- TASK A
For each statement, say whether it agrees with the Eastern Bettong text, answering yes or no and quoting the deciding words. (i) In the wild, Eastern Bettongs can live for six to eight years. (ii) Tasmania has established fox populations. (iii) Older females may have slightly longer intervals between litters.
- TASK B
Using the Eastern Bettong text, explain in one to three sentences why individuals in predator-free reserves may live slightly longer.
- TASK C
Write out the part of the Eastern Bettong text that begins at the words "In the wild, Eastern" and stops after "to reverse [9].".

In the wild, Eastern Bettongs can live for six to eight years, with longevity closely tied to habitat condition and predator density. Individuals in predator-free reserves may live slightly longer, reflecting reduced stress and greater access to high-quality foraging areas. Their reproductive output remains relatively consistent throughout adulthood, although older females may exhibit slightly longer intervals between litters. This life history pattern contributes to the species’ capacity to recover in secure environments, but it also means that sustained predation or habitat loss can cause declines that are slow to reverse [9].

Threats and Pressures

Although the Eastern Bettong remains relatively secure in Tasmania compared to many other small marsupials, it faces a series of pressures that continue to shape its long-term outlook. Predation by feral cats is considered one of the most significant threats, particularly in fragmented agricultural landscapes where ground cover is reduced and bettongs are forced to forage in more exposed conditions. Cats are efficient hunters capable of removing juveniles and smaller adults, and predation risk can increase during periods of drought or after fire when vegetation has been simplified. While Tasmania does not have established fox populations, intermittent incursions have occurred, and even small numbers of foxes would likely have severe impacts on bettong populations given the species’ historical mainland extinction following fox introduction [3].

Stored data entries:
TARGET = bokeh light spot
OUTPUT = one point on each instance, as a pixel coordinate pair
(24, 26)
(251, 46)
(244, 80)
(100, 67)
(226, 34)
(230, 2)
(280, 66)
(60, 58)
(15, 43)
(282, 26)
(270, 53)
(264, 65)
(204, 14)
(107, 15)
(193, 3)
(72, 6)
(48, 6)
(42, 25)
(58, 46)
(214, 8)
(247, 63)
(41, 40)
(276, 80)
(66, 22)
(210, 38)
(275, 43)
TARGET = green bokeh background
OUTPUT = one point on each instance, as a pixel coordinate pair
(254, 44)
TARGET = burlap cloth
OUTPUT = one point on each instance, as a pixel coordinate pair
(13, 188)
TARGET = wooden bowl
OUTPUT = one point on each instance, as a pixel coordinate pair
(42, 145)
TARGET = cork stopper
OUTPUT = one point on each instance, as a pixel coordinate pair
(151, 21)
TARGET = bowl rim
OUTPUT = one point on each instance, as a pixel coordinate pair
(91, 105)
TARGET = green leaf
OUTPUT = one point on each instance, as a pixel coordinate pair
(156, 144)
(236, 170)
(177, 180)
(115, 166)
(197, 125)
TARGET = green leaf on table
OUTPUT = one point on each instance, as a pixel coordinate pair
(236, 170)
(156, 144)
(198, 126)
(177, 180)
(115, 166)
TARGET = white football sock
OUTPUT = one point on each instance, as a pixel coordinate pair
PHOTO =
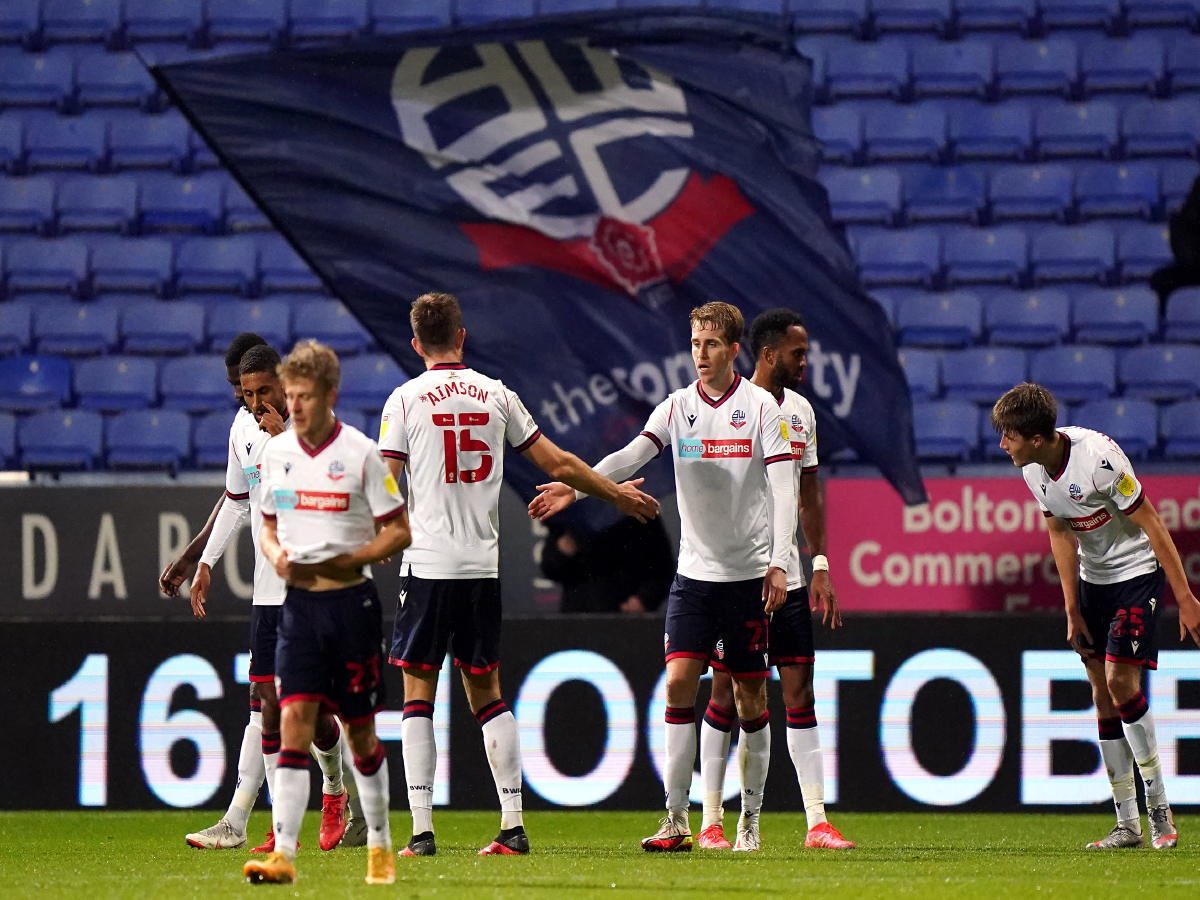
(502, 743)
(754, 759)
(714, 757)
(371, 775)
(420, 762)
(681, 748)
(291, 799)
(804, 748)
(251, 773)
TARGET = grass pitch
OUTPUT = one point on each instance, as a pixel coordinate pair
(595, 855)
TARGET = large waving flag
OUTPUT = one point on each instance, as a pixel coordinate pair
(580, 184)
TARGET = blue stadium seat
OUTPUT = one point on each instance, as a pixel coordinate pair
(867, 196)
(171, 203)
(1032, 192)
(923, 369)
(1182, 317)
(840, 131)
(946, 195)
(269, 318)
(390, 17)
(868, 70)
(1079, 253)
(246, 19)
(99, 203)
(952, 69)
(1133, 424)
(912, 256)
(1143, 249)
(121, 264)
(1127, 189)
(210, 439)
(115, 79)
(982, 373)
(148, 142)
(1132, 64)
(196, 384)
(1035, 318)
(83, 329)
(905, 132)
(282, 269)
(27, 204)
(985, 255)
(162, 327)
(946, 430)
(42, 79)
(81, 21)
(369, 381)
(1180, 426)
(61, 439)
(149, 438)
(1086, 129)
(952, 319)
(1048, 66)
(59, 265)
(1116, 316)
(1156, 127)
(991, 132)
(112, 383)
(178, 21)
(327, 18)
(1075, 373)
(217, 265)
(54, 142)
(1162, 371)
(16, 328)
(331, 323)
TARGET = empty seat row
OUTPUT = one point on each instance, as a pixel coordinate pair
(163, 327)
(189, 383)
(237, 264)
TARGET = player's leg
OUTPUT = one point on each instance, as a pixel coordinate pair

- WRITTEN SOLUTION A
(i) Yes: "In the wild, Eastern Bettongs can live for six to eight years"
(ii) No: "Tasmania does not have established fox populations"
(iii) Yes: "older females may exhibit slightly longer intervals between litters"

- WRITTEN SOLUTION B
Individuals in predator-free reserves may live slightly longer because of reduced stress. They also have greater access to high-quality foraging areas.

- WRITTEN SOLUTION C
In the wild, Eastern Bettongs can live for six to eight years, with longevity closely tied to habitat condition and predator density. Individuals in predator-free reserves may live slightly longer, reflecting reduced stress and greater access to high-quality foraging areas. Their reproductive output remains relatively consistent throughout adulthood, although older females may exhibit slightly longer intervals between litters. This life history pattern contributes to the species’ capacity to recover in secure environments, but it also means that sustained predation or habitat loss can cause declines that are slow to reverse [9].